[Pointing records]

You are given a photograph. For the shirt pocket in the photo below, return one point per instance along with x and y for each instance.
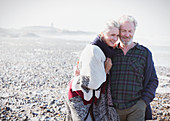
(137, 67)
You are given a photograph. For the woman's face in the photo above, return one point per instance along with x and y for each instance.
(111, 36)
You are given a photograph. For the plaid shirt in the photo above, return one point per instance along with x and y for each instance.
(127, 75)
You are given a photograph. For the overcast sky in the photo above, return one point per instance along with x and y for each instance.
(153, 16)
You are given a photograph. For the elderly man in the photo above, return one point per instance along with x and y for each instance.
(133, 80)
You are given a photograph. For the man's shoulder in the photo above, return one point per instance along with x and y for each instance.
(142, 47)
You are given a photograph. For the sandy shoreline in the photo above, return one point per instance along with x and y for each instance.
(34, 74)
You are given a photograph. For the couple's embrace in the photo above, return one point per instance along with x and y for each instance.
(112, 81)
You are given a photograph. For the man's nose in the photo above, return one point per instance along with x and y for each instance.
(115, 38)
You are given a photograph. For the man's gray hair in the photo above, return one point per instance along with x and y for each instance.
(109, 25)
(128, 18)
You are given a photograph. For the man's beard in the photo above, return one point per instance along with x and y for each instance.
(126, 43)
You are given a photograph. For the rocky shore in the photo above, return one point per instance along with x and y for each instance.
(34, 74)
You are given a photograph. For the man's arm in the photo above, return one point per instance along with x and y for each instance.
(150, 82)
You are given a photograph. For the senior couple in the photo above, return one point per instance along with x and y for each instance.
(113, 81)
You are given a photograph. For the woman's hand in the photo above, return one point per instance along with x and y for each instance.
(108, 65)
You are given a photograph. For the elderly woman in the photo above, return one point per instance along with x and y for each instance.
(87, 98)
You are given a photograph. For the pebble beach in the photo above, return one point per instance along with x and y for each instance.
(34, 74)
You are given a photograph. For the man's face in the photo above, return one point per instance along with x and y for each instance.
(111, 36)
(127, 31)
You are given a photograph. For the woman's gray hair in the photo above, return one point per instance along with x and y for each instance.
(109, 25)
(128, 18)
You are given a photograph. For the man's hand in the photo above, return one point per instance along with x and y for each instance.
(76, 70)
(108, 65)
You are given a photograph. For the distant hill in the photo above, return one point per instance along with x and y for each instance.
(39, 31)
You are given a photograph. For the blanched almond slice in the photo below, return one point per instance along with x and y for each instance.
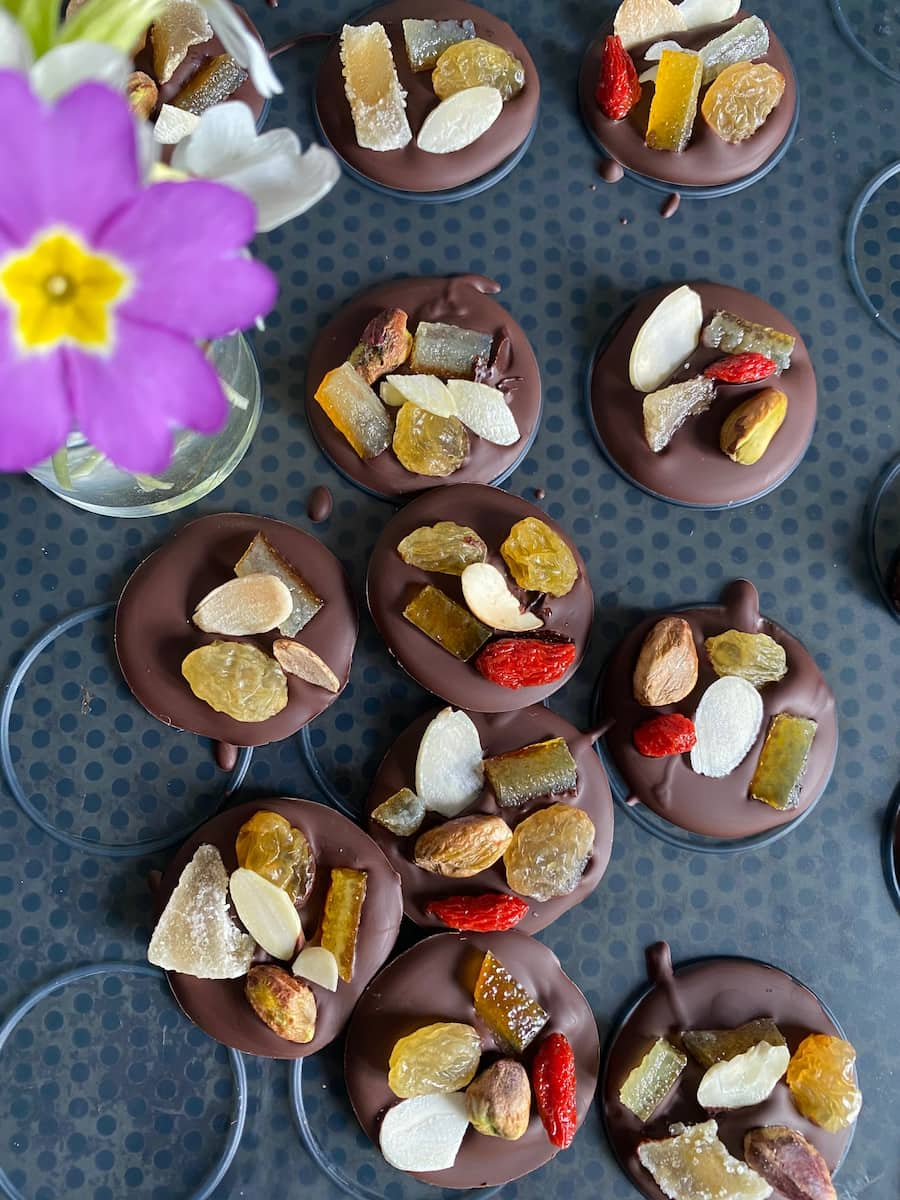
(489, 598)
(305, 664)
(267, 913)
(252, 604)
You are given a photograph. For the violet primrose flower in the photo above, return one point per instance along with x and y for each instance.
(107, 286)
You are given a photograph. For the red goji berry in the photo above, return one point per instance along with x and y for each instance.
(485, 915)
(553, 1081)
(670, 733)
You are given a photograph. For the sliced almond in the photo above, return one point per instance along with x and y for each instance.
(252, 604)
(305, 664)
(489, 598)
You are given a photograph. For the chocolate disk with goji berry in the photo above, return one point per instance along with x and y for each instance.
(703, 395)
(439, 982)
(481, 598)
(508, 767)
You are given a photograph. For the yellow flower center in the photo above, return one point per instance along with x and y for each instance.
(63, 293)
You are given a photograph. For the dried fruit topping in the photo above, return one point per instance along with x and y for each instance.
(549, 852)
(447, 622)
(510, 1012)
(783, 761)
(445, 547)
(555, 1089)
(617, 89)
(378, 103)
(694, 1163)
(477, 64)
(462, 847)
(498, 1101)
(526, 661)
(664, 736)
(237, 679)
(489, 913)
(727, 723)
(533, 772)
(441, 1057)
(269, 845)
(667, 666)
(822, 1081)
(748, 430)
(196, 934)
(654, 1077)
(666, 340)
(789, 1163)
(341, 917)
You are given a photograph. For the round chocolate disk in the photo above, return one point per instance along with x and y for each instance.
(499, 732)
(219, 1006)
(693, 469)
(391, 583)
(708, 163)
(154, 631)
(412, 169)
(718, 808)
(465, 300)
(709, 994)
(435, 982)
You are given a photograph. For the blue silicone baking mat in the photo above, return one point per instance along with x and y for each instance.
(569, 251)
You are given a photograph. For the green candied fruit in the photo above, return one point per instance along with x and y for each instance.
(444, 547)
(447, 623)
(651, 1081)
(756, 658)
(544, 768)
(783, 761)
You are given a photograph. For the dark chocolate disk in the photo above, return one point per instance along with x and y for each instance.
(219, 1006)
(391, 585)
(465, 300)
(154, 633)
(433, 982)
(711, 994)
(708, 161)
(412, 169)
(693, 469)
(718, 808)
(499, 732)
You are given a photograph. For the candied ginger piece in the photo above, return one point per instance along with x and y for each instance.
(355, 411)
(196, 934)
(370, 79)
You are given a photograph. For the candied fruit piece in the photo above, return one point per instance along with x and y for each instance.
(445, 547)
(756, 658)
(675, 101)
(539, 559)
(354, 409)
(427, 40)
(510, 1012)
(447, 622)
(378, 103)
(449, 351)
(341, 917)
(654, 1077)
(739, 101)
(822, 1081)
(477, 64)
(441, 1057)
(270, 846)
(665, 412)
(783, 761)
(237, 679)
(544, 768)
(549, 852)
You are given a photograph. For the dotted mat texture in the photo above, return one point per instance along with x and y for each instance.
(569, 252)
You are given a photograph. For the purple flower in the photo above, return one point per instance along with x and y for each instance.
(107, 286)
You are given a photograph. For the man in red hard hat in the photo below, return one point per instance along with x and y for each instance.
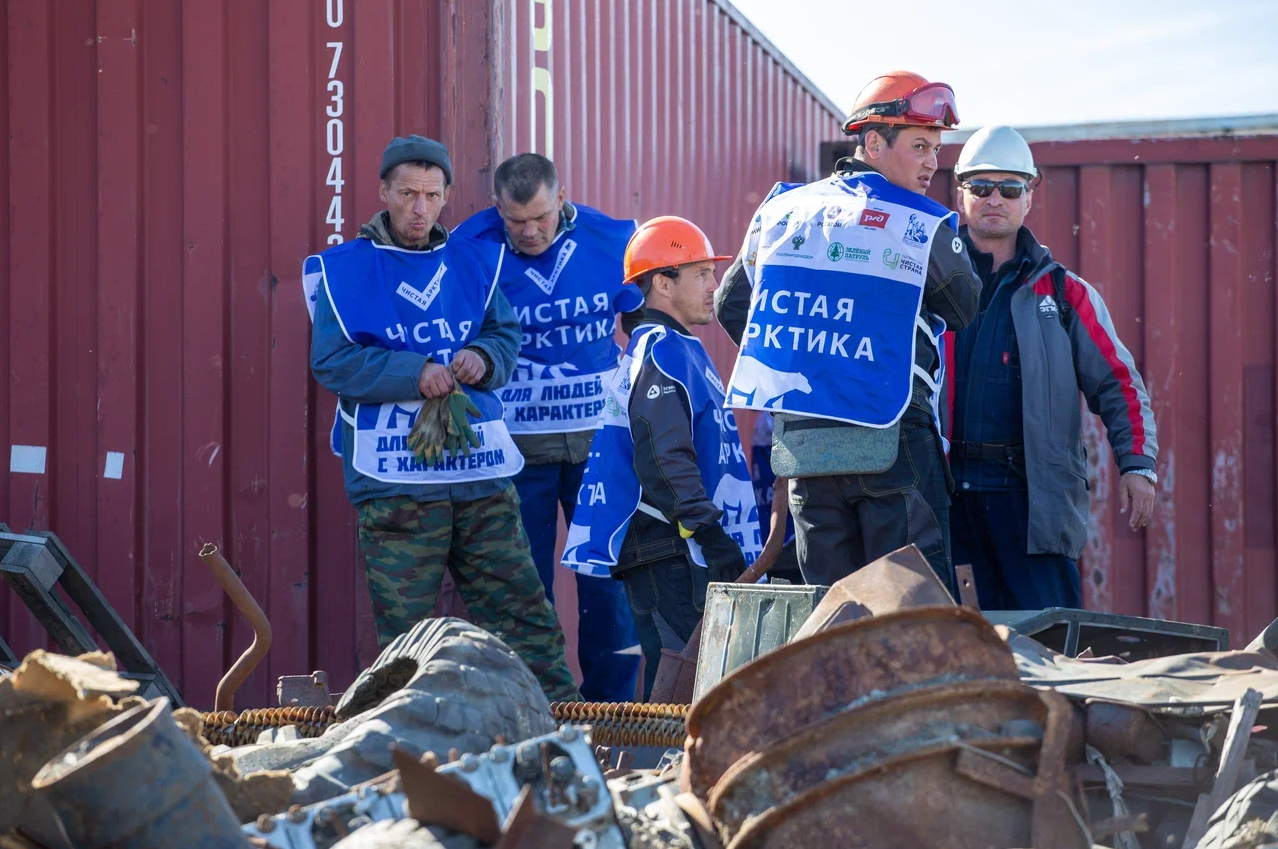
(666, 503)
(839, 299)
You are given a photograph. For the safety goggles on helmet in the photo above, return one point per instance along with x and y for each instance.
(931, 105)
(1010, 189)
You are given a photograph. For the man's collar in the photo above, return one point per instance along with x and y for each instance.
(661, 317)
(1029, 255)
(378, 232)
(568, 220)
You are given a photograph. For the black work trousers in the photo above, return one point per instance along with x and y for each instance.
(666, 591)
(844, 522)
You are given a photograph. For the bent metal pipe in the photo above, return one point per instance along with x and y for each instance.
(247, 605)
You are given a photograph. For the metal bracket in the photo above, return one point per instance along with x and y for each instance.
(33, 565)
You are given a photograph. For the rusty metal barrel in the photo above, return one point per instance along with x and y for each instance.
(832, 671)
(136, 783)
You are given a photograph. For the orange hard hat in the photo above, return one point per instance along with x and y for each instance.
(902, 97)
(666, 242)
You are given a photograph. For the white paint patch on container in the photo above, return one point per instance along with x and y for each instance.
(27, 459)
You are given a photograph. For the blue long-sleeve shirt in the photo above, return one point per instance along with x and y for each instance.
(368, 375)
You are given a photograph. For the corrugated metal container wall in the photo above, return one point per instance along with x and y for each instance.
(168, 165)
(1178, 235)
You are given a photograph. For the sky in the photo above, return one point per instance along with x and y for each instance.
(1034, 62)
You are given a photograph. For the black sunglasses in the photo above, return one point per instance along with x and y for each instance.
(1011, 189)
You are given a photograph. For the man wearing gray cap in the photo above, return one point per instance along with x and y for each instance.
(409, 324)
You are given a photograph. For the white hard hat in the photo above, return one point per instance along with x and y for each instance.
(996, 148)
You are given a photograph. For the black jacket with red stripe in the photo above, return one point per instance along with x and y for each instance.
(1066, 350)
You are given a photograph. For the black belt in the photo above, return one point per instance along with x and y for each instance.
(1010, 453)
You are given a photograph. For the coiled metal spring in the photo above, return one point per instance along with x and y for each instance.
(639, 732)
(626, 723)
(593, 711)
(228, 728)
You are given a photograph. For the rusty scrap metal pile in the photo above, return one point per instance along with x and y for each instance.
(874, 712)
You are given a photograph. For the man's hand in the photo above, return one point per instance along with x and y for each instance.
(435, 381)
(1136, 491)
(468, 366)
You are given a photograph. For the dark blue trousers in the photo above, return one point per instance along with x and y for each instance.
(605, 623)
(989, 531)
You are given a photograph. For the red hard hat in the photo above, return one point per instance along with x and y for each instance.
(665, 243)
(902, 97)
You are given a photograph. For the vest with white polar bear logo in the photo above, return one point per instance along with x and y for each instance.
(610, 490)
(837, 270)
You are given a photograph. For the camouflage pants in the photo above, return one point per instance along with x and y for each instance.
(407, 547)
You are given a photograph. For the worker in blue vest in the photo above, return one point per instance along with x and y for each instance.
(407, 316)
(562, 276)
(839, 299)
(666, 503)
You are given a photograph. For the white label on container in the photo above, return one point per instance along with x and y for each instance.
(27, 459)
(114, 468)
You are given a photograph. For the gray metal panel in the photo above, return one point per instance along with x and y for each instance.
(744, 622)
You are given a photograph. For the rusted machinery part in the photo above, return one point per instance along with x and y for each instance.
(247, 605)
(915, 799)
(667, 734)
(594, 711)
(982, 714)
(228, 728)
(138, 781)
(832, 671)
(943, 793)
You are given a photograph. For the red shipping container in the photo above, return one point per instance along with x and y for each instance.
(169, 165)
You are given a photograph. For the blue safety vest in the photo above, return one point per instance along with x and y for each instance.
(837, 270)
(566, 301)
(610, 490)
(430, 302)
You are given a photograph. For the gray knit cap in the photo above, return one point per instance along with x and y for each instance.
(417, 148)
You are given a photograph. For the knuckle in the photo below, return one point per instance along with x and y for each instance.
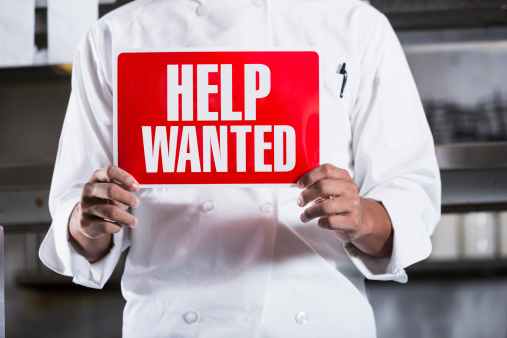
(328, 168)
(351, 186)
(326, 206)
(323, 185)
(324, 223)
(110, 170)
(87, 189)
(109, 190)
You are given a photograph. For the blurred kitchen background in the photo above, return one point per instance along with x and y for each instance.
(457, 50)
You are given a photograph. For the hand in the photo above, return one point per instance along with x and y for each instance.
(337, 205)
(102, 211)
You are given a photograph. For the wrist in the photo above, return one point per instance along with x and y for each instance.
(376, 234)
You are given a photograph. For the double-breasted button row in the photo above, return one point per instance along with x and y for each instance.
(192, 316)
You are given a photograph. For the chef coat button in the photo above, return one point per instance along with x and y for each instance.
(258, 3)
(191, 317)
(202, 10)
(301, 318)
(267, 208)
(208, 206)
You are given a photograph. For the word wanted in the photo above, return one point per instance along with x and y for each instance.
(175, 144)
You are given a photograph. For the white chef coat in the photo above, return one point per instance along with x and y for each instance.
(238, 262)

**Required work:** Update the lines starting at the one containing "You are given a photograph. For the chef" and ending with the last of the pointing records, changing "chef coat" to "cook's jacket" and keeping everything else the same.

**Task answer:**
You are given a photograph. For the cook's jacket button in the photo above, return one point per instance along with x and y for each instance.
(258, 3)
(191, 317)
(202, 10)
(301, 318)
(267, 208)
(208, 206)
You are given a photograph. For the word wanted in the photo above, return one point per instance along with x and y for each instance.
(175, 144)
You are given a photograph. For the white cook's jacket in the photo above, return one point per instance along with x and y for each instance.
(238, 262)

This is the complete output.